------ Passage

Few queer women who post thirst traps on Instagram have ascended to the online fame of top-tier Instagays, whose followers can number into the millions. That's not to say popular queer women influencers don't exist, because girlthey do. Trust me. They also tend to embody traditional beauty ideals in a similar way (read: thin, androgynous-leaning white women galore). There's no shame in getting your coin, but for queer women whose bodies—or messages—aren't as easily marketable to mainstream brands, thirst traps can serve a very different purpose: celebrating yourself and your body with like-minded followers in a world which does not inherently champion you.

There's a degree of safety that comes with a scaled-down following, too. For queer women—especially those who aren't interested in attracting romantic or sexual attention from cisgender, heterosexual men—posting thirst traps sometimes means attracting attention from unwanted parties. Friedman says she's lucky enough that her small, majority-LGBTQ following means she rarely attracts unwanted attention (or unsolicited DMs) from cis-het men. That said, she does employe Instagram's block button very liberally. "If someone follows me and I don’t know them and don’t like their vibe," she explains, "I block without hesitation."

------------
------ Extracted entries

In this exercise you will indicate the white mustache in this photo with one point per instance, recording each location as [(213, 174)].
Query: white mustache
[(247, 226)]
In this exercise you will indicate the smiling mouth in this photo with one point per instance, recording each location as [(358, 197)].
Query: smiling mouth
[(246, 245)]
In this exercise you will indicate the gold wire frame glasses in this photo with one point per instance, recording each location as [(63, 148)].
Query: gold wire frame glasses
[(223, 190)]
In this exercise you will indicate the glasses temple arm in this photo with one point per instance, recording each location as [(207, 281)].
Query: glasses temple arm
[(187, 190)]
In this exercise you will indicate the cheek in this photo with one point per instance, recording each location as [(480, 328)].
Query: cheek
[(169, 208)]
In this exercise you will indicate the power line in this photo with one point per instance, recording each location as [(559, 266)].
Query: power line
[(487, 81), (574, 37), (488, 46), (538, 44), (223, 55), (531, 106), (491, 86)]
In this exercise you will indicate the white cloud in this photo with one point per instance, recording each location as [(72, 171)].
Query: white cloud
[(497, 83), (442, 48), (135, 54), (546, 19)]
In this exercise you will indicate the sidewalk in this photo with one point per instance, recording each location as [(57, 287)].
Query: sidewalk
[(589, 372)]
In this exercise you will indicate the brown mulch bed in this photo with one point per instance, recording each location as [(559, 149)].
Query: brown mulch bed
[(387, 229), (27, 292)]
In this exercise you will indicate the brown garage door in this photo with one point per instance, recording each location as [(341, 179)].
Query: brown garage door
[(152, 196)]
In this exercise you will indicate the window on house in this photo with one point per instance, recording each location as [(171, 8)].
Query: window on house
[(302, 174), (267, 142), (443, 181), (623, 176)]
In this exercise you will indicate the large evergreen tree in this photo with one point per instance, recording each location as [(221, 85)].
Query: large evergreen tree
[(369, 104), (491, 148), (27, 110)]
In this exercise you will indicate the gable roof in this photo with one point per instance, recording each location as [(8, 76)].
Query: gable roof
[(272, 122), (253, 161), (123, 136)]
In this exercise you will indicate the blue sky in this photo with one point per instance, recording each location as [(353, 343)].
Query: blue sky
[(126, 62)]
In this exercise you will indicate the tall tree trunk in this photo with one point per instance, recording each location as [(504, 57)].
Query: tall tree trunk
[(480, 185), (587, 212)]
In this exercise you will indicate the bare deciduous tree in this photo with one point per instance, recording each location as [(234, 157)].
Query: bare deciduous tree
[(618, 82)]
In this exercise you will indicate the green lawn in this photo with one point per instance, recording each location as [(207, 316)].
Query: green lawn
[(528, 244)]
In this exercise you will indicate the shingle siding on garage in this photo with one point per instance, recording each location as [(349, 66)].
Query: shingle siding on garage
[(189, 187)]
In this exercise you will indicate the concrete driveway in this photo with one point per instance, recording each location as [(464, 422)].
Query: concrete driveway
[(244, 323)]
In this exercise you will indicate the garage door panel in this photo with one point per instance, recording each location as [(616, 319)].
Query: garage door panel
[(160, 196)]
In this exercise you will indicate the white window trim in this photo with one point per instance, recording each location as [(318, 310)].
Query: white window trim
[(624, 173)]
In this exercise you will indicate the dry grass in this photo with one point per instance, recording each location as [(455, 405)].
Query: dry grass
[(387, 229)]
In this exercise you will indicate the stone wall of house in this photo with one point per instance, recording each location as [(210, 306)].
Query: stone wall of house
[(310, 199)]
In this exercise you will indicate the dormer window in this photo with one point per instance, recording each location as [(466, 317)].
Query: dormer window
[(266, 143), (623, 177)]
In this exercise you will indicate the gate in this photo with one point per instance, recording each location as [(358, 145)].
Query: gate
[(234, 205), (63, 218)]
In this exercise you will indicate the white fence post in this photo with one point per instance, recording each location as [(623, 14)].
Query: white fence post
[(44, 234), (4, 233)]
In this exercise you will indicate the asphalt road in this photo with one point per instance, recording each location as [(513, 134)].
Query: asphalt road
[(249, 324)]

------------

▸ **Problem 1**
Reproduce the passage about queer women and thirst traps word for word, starting with "Few queer women" and going on through "inherently champion you.".
▸ **Problem 2**
In the passage about queer women and thirst traps, list the traits that the parenthetical beginning with "read:" gives for the women who embody traditional beauty ideals.

▸ **Your solution 1**
Few queer women who post thirst traps on Instagram have ascended to the online fame of top-tier Instagays, whose followers can number into the millions. That's not to say popular queer women influencers don't exist, because girlthey do. Trust me. They also tend to embody traditional beauty ideals in a similar way (read: thin, androgynous-leaning white women galore). There's no shame in getting your coin, but for queer women whose bodies—or messages—aren't as easily marketable to mainstream brands, thirst traps can serve a very different purpose: celebrating yourself and your body with like-minded followers in a world which does not inherently champion you.

▸ **Your solution 2**
- Thin
- Androgynous-leaning
- White